## WORK TO DO
Write out the entries verbatim and leave the images out of the copy.

## RECORD EXCERPTS
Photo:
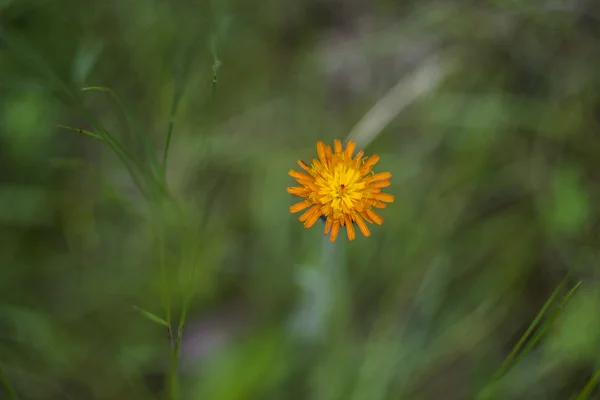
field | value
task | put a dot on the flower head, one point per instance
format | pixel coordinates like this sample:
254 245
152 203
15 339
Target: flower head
341 188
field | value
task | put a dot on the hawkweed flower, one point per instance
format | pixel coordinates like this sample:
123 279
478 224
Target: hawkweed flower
340 188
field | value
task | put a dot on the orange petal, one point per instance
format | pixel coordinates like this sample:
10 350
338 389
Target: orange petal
328 224
380 184
300 175
350 148
313 218
304 166
337 145
307 214
298 190
366 217
375 217
368 165
299 206
322 152
361 225
388 198
334 231
381 176
350 228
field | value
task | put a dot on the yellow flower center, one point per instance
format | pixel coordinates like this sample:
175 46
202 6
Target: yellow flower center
340 187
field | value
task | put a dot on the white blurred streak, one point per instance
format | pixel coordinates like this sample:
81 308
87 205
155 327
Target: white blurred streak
423 81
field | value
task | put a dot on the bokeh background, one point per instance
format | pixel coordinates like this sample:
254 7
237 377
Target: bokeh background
487 114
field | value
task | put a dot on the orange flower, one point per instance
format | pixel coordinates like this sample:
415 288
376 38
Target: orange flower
340 188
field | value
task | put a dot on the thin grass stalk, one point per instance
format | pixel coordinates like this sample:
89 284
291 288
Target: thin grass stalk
8 388
507 362
589 387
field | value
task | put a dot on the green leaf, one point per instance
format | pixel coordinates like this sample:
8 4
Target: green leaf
151 316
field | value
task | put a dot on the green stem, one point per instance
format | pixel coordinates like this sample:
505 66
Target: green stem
589 387
507 362
7 386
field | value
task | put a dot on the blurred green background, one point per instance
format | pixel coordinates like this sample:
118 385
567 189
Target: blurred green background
492 138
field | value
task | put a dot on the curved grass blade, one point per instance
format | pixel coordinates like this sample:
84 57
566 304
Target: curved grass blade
589 387
151 317
7 386
544 328
82 131
134 128
508 361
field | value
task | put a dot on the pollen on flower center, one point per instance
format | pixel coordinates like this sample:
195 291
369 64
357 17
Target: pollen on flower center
340 188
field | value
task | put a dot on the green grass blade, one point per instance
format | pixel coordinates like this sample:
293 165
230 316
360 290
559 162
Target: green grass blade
151 317
589 387
507 362
7 386
133 126
82 131
547 324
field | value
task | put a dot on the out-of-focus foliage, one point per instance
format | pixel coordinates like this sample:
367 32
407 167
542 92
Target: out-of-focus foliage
495 174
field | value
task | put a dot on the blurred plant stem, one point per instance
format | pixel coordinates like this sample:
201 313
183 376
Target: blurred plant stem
589 387
6 384
508 361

## FULL OUTPUT
Photo:
field | value
task | put a dot on the flower head, one point per instance
format | pixel coordinates like this sample:
254 245
152 203
15 339
Target: flower head
341 188
field | value
task | put a dot on the hawkweed flower, one point per instance
format | pixel coordinates like this sample:
123 279
478 224
Target: hawkweed flower
340 188
field | value
task | put a dot on the orange petal, one point per instance
format | pixel coordinates like this sample:
10 350
338 389
Target: orange petal
328 224
380 184
300 175
350 148
313 218
304 166
337 145
307 214
298 190
366 217
375 217
368 165
299 206
322 152
361 225
388 198
334 231
381 176
350 228
field | value
task | put a dot on the yellow flower center, one point per instance
format | pixel coordinates like this sample:
175 46
202 6
Target: yellow flower center
340 187
field | value
task | put a dot on the white blurred streak, one point per instance
format | pixel coordinates like this sample:
81 308
87 205
155 327
Target: white blurred streak
423 81
field | value
task | put a dot on the bokeh background, one point per instance
format | pixel coordinates like this sample:
254 7
237 377
Target: bokeh background
487 114
field | value
task | put a dot on the orange flower, one point per instance
format | pixel coordinates like this sample:
415 288
376 38
Target: orange flower
340 188
field | value
task | put a dot on the thin grass stalk, one point per instance
format | pixel coordinates like this sample:
89 284
291 288
Target: thin grass stalk
8 388
507 362
589 387
field | value
task | put a dot on the green leaf, one point per instance
format | pixel coordinates like this sample:
8 4
Target: green leaf
151 316
field | value
task | put a dot on the green stem, one point per instance
format | pixel coordinates like this sample:
505 66
Target: green stem
589 387
507 362
7 386
field | value
task | put a dot on the blurred green background, one point per instance
format | pixel coordinates like this sample:
118 385
567 189
Target: blurred green background
492 138
field | value
task | put a dot on the curved grass blade, one point per instance
format | pixel coordinates like this sample:
84 57
566 304
Target: curved grass blade
589 387
151 317
7 386
544 328
82 131
134 128
508 361
field | value
task | put a dot on the pollen on flower center, one point per instance
format | pixel coordinates like this sample:
195 291
369 64
357 17
Target: pollen on flower center
340 188
field | value
task | put a dot on the green grass blade, one point per instance
format | pixel coordinates like this sample:
293 165
230 316
360 290
559 162
Target: green grass blade
151 317
589 387
507 362
7 386
133 126
82 131
547 324
field | value
task | put a dot on the out-of-focus foliage, one point per instance
format | pixel coordinates like this sample:
367 32
407 167
542 92
Target: out-of-focus foliage
495 174
field | value
task | put a dot on the blurred plant stem, one point per instance
format | pixel coordinates like this sample:
201 313
183 376
Target: blurred plant stem
589 387
6 384
508 361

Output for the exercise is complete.